Selected excerpt →
--*--

Let me know if this works because if not then it's just working for the crazy lady... and we'll have to find a different Beetlejuice for you lol

bears
Posts: 23
Joined: Thu Jan 05, 2023 12:13 pm

Re: I don't know

Postby bears » Tue Jan 31, 2023 5:36 pm

Hi!

Let me tell you, I giggled when you mentioned Beetlejuice, because he's one of my favourite characters in movie history. I don't know why honestly, but i had this period of time when I just went around singing that song and just mumbling Beetlejuice, Beetlejuice over and over again:)

Actually, I am going to try this because when I do get these moments when everything just stops working I can't take care of myself. I can't clean, I barely eat, mostly because I forget, whatever skincare I had flies out the window, I don't even change or do anything I just stare blankly and showers are an inexistent thing at that point (oversharing a bit but what do i have to lose at this point). Anyways, just today I was preparing to shower and for a second I thought that, this time, I am actually taking a shower. A scorching hot one to feel something but at least I clean myself. I tend to sit down too in the shower, because it's comforting, I don't know what that's about but anyway...

--*--

Problem 1 →
Set down the part of the forum post starting at "Actually, I am" and ending at "about but anyway...", word for word.
Problem 2 →
In the forum post, what does the writer tend to do in the shower, and why?
Problem 3 →
Extend the forum post, starting after its last sentence.
The listing after this point is separate material and has nothing to do with the forum post.

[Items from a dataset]
--*--

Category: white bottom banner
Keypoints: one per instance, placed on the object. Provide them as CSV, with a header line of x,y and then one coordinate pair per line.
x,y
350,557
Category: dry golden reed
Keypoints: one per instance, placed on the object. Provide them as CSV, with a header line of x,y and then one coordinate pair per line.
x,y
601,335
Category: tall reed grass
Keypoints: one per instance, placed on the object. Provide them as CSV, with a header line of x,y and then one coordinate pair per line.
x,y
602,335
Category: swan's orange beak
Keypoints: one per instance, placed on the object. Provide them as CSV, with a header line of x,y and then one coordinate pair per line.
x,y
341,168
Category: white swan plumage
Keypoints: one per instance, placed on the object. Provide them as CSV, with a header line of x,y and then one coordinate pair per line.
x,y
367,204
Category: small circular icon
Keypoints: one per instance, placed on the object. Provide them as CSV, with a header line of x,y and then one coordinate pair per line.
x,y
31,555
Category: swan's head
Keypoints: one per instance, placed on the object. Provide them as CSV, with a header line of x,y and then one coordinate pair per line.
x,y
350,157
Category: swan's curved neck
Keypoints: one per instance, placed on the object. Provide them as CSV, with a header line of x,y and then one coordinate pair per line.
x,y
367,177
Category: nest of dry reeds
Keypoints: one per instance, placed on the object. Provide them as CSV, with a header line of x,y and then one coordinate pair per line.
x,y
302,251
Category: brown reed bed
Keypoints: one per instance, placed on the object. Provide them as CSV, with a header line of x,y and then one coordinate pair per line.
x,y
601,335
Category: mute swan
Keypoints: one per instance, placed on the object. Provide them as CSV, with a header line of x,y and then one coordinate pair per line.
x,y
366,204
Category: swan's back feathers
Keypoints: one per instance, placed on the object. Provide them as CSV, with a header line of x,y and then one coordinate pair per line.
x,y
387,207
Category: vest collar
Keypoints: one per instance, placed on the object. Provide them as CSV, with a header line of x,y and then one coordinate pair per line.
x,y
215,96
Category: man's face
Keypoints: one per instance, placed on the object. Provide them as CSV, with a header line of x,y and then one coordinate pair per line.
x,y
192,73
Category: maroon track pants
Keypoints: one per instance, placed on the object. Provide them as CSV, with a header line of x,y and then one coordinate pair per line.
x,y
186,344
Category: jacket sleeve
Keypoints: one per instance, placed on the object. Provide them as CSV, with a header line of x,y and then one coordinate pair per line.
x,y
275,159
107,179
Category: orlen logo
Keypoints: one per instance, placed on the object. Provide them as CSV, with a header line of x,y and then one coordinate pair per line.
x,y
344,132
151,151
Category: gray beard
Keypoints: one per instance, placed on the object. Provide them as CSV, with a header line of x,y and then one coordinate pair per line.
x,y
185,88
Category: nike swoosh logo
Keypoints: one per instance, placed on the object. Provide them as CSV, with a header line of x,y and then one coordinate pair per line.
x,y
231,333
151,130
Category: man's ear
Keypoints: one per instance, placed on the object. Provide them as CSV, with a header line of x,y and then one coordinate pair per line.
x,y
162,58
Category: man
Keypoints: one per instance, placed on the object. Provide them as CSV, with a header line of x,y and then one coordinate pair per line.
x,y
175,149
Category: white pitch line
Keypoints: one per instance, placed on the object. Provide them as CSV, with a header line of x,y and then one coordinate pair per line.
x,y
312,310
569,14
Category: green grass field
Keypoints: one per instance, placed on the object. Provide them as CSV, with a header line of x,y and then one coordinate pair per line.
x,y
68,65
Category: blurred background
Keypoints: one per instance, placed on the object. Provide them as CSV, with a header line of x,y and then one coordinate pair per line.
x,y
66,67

--*--

Written response 1 →
Actually, I am going to try this because when I do get these moments when everything just stops working I can't take care of myself. I can't clean, I barely eat, mostly because I forget, whatever skincare I had flies out the window, I don't even change or do anything I just stare blankly and showers are an inexistent thing at that point (oversharing a bit but what do i have to lose at this point). Anyways, just today I was preparing to shower and for a second I thought that, this time, I am actually taking a shower. A scorching hot one to feel something but at least I clean myself. I tend to sit down too in the shower, because it's comforting, I don't know what that's about but anyway...

Written response 2 →
Sit down, because it's comforting.

Written response 3 →
Moving on, I didn't even realise I was doing that, remembering my old self and all of that, those just popped into my head after rereading something you wrote. I'm really glad it's working without even realising it works.

One important thing before I move onto something else, so I won't forget, you're right. You personalised and talked so nice to me and that made me want to share more. I have no idea why though. I said before small things get me, this is one of them. Whenever someone gets like that around me or they call me things like 'dear' or anything like that I get this warm but painful feeling. I really have know idea why. It's one of the mysteries of my being.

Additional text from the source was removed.